*Directions*:
1. Answer these questions using the forum thread on river flow.
(a) According to zcollier, how does the Middle Fork's flow in cfs at the confluence compare with its flow at Boundary Creek?
(b) Where does zcollier believe the only gauge on the Middle Fork is located?
(c) To what does shappattack compare the use of a metric that isn't constant over time?
2. In the forum thread on river flow, the first paragraph gives example discharge rates. List every one of these rates.

*Reading passage*:
===

If however folks related discharge you have an idea how much water your looking at and may realize that the difference between some known stream and the new one your discussing. Now I fully realize that discharge alone doesn't define a streams character but you can quickly start putting the pieces together if you know it's running at a 100, a 1000 or 10k cfs. Add a picture or discussion of gradient and width and you now can have a good idea what your looking at and can begin to formulate more questions based on these more subtle details.

Thanks Shapp.


----------



## zcollier (Jan 1, 2004)

Yes it would be great to have a consistent way to measure flow on the Middle Fork, but comparing flow in feet is so ingrained in the culture that it would be hard to make that changes. I feel that it's nice to follow the tradition and culture.

The flow (in cfs) of the Middle Fork at the confluence is at least double and even triple what is is at Boundary Creek. Would you refer to the flow at put-in, Middle Fork Lodge, the confluence with the Main Salmon, or somewhere else?


----------



## elkhaven (Sep 11, 2013)

zcollier said:


> Yes it would be great to have a consistent way to measure flow on the Middle Fork, but comparing flow in feet is so ingrained in the culture that it would be hard to make that changes. I feel that it's nice to follow the tradition and culture.
> 
> The flow (in cfs) of the Middle Fork at the confluence is at least double and even triple what is is at Boundary Creek. Would you refer to the flow at put-in, Middle Fork Lodge, the confluence with the Main Salmon, or somewhere else?


It's certainly ingrained, but does that make it any more useful? As for where to use as a baseline, the feet on the gauge at each section mentioned is also very different and not directly comparable, so following the current tradition and basing discussions at Boundary creek would be just as "traditional" (but ultimately more useful). That said, I know it's not going to change. But in a perfect world wouldn't it be nice?


----------



## zcollier (Jan 1, 2004)

Yes, in a perfect world it would be nice.

I'm pretty sure the only gauge on the Middle Fork is at Middle Fork Lodge.


----------



## shappattack (Jul 17, 2008)

people once thought the world was flat, following that tradition doesn't make it so. Maintaining the use of a metric that isn't constant over time is like using a measuring tape that regularly changes the length of an inch to build a house.

===

*Extracted data*:

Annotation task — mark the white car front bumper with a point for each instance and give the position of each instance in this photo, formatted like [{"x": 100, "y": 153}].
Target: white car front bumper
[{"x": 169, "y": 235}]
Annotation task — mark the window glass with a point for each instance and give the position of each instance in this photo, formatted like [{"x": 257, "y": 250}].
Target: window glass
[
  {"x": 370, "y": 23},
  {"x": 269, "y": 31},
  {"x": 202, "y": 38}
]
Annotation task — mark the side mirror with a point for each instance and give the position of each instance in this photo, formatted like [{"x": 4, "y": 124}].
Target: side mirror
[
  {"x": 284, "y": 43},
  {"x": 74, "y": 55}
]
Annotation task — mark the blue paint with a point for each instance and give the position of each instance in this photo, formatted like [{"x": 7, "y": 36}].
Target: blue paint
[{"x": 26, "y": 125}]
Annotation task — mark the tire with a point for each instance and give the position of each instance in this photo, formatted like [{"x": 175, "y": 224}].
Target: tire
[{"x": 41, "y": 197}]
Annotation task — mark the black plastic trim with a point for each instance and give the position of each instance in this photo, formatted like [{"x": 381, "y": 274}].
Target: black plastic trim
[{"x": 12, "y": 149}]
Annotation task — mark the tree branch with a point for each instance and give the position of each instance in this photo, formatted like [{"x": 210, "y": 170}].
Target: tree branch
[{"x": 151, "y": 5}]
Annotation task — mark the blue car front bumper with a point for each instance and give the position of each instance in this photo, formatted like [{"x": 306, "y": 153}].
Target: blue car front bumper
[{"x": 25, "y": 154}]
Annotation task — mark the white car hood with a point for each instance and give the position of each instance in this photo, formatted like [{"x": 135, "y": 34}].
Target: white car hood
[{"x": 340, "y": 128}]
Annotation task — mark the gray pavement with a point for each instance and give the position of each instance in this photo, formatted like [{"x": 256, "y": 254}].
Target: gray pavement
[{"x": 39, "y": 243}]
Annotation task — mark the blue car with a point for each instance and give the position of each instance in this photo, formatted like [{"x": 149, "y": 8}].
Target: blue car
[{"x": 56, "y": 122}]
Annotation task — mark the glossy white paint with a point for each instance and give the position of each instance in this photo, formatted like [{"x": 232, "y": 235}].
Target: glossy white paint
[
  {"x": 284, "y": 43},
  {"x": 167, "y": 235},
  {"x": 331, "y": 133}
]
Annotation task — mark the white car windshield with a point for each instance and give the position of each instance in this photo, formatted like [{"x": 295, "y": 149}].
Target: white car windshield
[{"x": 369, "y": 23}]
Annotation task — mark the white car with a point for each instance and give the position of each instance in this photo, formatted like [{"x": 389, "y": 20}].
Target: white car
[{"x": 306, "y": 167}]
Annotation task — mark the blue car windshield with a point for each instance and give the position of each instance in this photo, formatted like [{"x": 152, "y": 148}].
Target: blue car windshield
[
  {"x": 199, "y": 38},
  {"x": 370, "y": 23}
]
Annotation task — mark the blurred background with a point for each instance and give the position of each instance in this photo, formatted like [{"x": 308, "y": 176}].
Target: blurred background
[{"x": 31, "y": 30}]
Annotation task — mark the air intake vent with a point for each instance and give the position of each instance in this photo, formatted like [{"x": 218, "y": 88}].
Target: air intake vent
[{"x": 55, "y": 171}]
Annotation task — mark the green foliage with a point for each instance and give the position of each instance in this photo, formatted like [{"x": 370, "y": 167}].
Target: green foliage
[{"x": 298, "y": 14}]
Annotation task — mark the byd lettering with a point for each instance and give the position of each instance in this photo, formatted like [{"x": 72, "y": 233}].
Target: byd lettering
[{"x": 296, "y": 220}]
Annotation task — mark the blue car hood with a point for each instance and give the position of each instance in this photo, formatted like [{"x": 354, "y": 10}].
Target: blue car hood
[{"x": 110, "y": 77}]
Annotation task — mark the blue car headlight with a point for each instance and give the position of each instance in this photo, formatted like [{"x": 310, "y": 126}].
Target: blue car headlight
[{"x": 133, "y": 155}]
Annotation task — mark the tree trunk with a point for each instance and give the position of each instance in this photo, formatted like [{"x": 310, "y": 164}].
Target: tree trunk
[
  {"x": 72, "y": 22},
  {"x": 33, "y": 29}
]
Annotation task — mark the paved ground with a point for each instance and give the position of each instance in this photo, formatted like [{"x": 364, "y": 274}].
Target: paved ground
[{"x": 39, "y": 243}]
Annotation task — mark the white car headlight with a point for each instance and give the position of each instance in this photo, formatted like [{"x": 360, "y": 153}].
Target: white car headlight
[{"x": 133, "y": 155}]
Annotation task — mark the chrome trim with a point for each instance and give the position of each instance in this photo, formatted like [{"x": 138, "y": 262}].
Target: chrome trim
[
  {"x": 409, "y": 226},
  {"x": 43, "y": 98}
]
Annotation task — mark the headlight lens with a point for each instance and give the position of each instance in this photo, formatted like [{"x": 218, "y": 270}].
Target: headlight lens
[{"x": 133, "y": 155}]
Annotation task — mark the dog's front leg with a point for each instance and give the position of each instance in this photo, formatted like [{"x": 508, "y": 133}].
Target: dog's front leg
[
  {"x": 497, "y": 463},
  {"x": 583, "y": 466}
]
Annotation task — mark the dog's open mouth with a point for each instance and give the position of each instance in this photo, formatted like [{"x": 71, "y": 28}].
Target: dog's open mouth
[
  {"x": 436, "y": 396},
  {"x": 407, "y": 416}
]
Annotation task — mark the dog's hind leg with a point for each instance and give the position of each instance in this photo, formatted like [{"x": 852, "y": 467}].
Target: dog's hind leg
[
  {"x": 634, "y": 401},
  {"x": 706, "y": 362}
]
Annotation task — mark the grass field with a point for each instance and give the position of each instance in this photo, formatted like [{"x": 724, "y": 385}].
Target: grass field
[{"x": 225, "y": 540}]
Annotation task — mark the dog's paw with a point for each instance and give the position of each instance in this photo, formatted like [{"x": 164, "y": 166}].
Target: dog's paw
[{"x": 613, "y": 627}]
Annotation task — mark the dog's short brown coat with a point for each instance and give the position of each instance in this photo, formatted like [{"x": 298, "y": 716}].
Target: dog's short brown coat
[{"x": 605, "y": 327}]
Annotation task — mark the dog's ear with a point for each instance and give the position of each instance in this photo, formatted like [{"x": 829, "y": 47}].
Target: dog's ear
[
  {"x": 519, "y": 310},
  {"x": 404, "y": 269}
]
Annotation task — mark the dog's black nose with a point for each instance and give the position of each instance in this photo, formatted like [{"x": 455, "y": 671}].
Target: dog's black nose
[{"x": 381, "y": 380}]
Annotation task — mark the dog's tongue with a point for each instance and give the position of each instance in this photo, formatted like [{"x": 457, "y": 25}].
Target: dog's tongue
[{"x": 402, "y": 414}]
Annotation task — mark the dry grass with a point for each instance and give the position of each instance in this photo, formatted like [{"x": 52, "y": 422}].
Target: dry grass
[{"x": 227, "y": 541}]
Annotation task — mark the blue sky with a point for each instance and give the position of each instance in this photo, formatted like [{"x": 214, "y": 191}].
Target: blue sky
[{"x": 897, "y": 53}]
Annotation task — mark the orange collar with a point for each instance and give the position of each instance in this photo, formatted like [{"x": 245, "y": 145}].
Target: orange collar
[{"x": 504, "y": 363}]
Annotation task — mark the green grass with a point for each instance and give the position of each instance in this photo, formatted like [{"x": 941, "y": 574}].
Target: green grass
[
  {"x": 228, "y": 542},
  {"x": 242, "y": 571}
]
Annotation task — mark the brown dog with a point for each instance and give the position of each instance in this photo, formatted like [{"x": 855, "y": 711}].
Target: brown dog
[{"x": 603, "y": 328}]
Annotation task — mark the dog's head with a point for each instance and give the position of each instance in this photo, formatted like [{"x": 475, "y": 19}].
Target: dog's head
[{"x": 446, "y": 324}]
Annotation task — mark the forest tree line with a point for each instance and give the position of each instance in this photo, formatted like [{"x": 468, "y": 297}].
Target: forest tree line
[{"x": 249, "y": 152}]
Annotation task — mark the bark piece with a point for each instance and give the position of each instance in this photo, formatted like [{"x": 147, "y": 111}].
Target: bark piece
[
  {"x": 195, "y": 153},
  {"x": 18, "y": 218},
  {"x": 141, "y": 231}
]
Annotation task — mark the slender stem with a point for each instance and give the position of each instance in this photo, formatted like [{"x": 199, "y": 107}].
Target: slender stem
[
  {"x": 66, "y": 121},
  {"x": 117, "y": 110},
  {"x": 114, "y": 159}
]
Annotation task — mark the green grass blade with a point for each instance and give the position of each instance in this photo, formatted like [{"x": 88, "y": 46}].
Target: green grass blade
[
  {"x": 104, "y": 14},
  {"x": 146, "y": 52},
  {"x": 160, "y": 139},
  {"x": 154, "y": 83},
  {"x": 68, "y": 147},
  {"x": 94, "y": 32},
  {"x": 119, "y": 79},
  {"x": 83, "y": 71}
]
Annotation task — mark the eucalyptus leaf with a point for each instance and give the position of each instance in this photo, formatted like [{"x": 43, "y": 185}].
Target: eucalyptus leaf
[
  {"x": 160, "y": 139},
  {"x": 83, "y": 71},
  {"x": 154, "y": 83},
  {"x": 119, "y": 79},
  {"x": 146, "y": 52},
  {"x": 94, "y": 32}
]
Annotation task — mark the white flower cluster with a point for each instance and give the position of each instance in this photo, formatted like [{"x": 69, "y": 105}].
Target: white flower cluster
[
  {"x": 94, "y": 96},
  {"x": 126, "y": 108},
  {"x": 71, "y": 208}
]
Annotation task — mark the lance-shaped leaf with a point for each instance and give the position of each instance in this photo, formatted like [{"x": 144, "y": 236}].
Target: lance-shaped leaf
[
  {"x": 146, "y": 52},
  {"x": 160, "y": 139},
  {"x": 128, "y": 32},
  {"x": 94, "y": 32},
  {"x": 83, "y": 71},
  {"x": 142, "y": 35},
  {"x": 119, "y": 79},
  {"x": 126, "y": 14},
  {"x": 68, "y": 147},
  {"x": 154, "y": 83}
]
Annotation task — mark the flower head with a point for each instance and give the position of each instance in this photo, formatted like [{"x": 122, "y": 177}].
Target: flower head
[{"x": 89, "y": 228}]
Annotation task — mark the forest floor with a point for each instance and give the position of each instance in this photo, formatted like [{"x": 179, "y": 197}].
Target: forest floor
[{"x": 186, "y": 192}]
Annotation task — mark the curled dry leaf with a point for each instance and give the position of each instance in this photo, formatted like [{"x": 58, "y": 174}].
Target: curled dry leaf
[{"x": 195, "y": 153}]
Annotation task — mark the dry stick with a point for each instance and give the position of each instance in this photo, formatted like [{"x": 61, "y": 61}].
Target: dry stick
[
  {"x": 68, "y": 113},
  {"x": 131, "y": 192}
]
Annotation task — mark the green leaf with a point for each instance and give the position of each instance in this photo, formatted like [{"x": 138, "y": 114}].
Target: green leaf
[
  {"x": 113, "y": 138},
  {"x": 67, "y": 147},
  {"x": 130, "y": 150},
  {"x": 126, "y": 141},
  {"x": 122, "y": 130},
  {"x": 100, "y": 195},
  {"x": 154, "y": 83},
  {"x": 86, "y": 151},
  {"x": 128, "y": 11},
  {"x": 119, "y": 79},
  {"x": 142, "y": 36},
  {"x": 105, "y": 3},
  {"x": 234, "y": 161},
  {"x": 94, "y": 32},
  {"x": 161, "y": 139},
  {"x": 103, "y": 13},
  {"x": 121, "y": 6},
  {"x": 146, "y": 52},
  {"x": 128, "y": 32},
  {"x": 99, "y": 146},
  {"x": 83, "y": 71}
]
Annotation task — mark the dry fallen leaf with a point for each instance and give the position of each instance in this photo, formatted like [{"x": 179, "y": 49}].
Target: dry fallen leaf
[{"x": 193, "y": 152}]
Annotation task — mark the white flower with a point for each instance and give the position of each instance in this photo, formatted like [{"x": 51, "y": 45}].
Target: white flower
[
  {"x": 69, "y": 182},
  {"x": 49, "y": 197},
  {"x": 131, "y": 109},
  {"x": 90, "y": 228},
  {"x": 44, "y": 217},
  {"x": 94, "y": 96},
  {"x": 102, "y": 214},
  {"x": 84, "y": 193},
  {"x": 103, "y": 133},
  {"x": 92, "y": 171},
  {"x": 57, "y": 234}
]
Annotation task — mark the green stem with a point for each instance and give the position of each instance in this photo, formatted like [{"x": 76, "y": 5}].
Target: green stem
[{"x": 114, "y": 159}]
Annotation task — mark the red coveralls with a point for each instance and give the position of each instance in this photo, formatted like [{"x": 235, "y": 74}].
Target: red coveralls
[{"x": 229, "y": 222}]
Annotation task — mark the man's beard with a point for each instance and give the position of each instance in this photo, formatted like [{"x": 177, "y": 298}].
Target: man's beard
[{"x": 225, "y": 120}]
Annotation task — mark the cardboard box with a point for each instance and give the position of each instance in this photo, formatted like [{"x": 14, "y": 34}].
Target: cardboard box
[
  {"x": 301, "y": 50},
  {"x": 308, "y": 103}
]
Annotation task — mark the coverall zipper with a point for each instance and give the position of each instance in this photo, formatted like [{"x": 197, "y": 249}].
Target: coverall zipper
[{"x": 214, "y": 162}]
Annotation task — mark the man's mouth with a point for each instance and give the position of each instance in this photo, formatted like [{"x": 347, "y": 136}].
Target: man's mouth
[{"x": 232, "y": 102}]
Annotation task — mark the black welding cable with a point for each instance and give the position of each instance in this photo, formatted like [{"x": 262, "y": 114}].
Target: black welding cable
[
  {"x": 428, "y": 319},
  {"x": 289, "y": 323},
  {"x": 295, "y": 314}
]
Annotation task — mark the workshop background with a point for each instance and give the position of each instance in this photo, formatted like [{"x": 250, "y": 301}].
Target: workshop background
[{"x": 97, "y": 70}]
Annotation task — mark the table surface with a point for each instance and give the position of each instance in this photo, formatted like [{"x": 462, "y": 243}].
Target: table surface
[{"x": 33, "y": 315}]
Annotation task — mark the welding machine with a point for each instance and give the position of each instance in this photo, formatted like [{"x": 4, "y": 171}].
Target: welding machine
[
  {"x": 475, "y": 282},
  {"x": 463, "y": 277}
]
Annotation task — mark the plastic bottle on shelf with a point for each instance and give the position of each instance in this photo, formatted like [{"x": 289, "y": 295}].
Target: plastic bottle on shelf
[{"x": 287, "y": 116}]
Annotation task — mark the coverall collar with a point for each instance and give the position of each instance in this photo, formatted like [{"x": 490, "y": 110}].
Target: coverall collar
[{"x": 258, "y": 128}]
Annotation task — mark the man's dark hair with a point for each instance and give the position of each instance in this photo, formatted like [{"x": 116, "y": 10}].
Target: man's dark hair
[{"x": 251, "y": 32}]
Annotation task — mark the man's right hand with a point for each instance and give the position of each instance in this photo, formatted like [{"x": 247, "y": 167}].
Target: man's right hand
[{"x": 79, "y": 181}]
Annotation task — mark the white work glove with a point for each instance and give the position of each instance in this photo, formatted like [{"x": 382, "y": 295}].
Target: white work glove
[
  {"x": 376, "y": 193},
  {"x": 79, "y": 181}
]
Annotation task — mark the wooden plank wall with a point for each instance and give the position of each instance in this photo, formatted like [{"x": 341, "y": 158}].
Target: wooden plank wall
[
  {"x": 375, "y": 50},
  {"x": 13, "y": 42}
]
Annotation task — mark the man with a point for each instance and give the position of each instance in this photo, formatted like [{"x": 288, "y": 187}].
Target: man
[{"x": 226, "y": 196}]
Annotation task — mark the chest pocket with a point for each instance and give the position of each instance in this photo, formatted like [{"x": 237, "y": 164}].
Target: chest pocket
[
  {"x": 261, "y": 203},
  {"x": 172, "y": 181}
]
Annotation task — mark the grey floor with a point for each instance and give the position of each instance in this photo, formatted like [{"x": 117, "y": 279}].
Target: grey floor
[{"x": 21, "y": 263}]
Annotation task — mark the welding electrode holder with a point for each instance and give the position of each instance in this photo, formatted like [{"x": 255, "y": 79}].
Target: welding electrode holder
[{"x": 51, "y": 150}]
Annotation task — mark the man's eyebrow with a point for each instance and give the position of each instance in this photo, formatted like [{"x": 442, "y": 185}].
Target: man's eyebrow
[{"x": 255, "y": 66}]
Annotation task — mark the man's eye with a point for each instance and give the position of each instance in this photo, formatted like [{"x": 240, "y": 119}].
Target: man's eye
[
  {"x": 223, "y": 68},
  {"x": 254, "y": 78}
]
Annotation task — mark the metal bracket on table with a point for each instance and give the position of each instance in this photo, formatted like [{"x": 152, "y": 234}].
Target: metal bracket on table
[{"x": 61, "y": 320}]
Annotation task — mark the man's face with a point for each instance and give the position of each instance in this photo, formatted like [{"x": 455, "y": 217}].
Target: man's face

===

*Solutions to the exercise*:
1.
(a) It is at least double and even triple the flow at Boundary Creek.
(b) At Middle Fork Lodge.
(c) To using a measuring tape that regularly changes the length of an inch to build a house.

2. 100 cfs, 1000 cfs, 10k cfs